### Questions to answer
a: Answer these questions about the news report on U.N. inspectors in North Korea, one per line:
(i) How many tons of heavy fuel oil did the South Korean ship deliver?
(ii) When did North Korea expel U.N. inspectors?
(iii) On what day and in what city are the six-nation negotiations set to resume?
b: Print word for word the passage of the news report on U.N. inspectors in North Korea starting at "United Nations nuclear" and ending at "reactor in Yongbyon.".
[Page excerpt]
United Nations nuclear inspectors, after years of being banned from North Korea, have arrived in the North to verify the shutdown of Pyongyang's main nuclear facility. The shutdown appears to be imminent. The inspectors' visit coincides with the arrival in the North of a preliminary shipment of fuel oil from South Korea, and comes just days before six-nation negotiations on Pyongyang's overall nuclear programs are due to resume. Daniel Schearf reports from Beijing.
The team from the U.N.'s International Atomic Energy Agency left Beijing Saturday morning en route to North Korea's nuclear reactor in Yongbyon.
The inspectors' assignment is to verify Pyongyang's shutting down of the reactor. The shutdown is part of a broad agreement aimed at eventually ending North Korea's nuclear programs completely.
A U.S. official was quoted in Tokyo Saturday as saying the shutdown could come within the next several days.
A South Korean ship arrived in North Korea earlier Saturday, just ahead of the inspectors' departure, to deliver 6,200 tons of heavy fuel oil. Pyongyang had said it would not begin the shutdown until it received at least part of the 50,000 tons of energy aid it was promised under a February agreement with the South Korea, the United States, China, Japan, and Russia.
This is first time the North has allowed U.N. inspectors into the country since expelling them in late 2002, after Washington accused Pyongyang of having a secret uranium enrichment program.
IAEA officials have expressed optimism that North Korea will now go through with its promise to shut the reactor and allow the U.N. team to do its job.
Adel Tolba, the group leader, spoke to reporters Saturday before the team left Beijing.
"We are in [on] the road to Yongbyon facilities," said Tolba. "We will have our equipment with us. We will resume our work when we arrive."
North Korea is believed to have used the Yongbyon reactor to produce enough plutonium for five or more nuclear bombs, and the country set off alarm bells when it successfully tested one bomb in October last year.
The plutonium-based program, which Pyongyang acknowledges, is separate from the uranium enrichment program that Washington alleges Pyongyang is carrying out secretly.
The stop-and-start six-nation negotiations aimed at ending North Korea's nuclear programs completely are set to resume Wednesday in Beijing after months of inactivity.
In the February agreement, North Korea agreed in principle to provide full details of those programs, and eventually to abandon them in return for donations of fuel oil, food and fertilizer, security guarantees, and eventual normalized diplomatic relations with the U.S. and Japan.
The chief U.S. negotiator, Assistant Secretary of State Christopher Hill, told reporters in Tokyo that the shutdown of the reactor is expected no later than Monday.
"We understood [it would be] this weekend," he said. "I don't know whether it's Saturday, Sunday or Monday. I do know it's very soon."
He has said he would like to Pyongyang provide the details of its nuclear programs "within months," and permanently dismantle the Yongbyon reactor by the end of the year.
[/Page excerpt]
[Material shown]
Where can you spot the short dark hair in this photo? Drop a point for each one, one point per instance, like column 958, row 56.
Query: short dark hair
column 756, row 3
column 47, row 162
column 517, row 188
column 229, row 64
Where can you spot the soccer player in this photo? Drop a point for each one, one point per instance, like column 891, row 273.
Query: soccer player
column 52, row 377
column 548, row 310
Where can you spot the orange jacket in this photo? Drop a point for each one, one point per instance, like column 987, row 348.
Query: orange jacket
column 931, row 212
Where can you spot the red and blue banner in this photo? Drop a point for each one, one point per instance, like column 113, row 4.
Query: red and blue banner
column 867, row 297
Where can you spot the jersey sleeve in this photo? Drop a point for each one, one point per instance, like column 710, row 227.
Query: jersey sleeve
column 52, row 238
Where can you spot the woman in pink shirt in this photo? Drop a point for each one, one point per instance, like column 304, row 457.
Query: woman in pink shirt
[/Material shown]
### Per-task answers
a:
(i) 6,200 tons
(ii) In late 2002
(iii) Wednesday, in Beijing

b:
United Nations nuclear inspectors, after years of being banned from North Korea, have arrived in the North to verify the shutdown of Pyongyang's main nuclear facility. The shutdown appears to be imminent. The inspectors' visit coincides with the arrival in the North of a preliminary shipment of fuel oil from South Korea, and comes just days before six-nation negotiations on Pyongyang's overall nuclear programs are due to resume. Daniel Schearf reports from Beijing.
The team from the U.N.'s International Atomic Energy Agency left Beijing Saturday morning en route to North Korea's nuclear reactor in Yongbyon.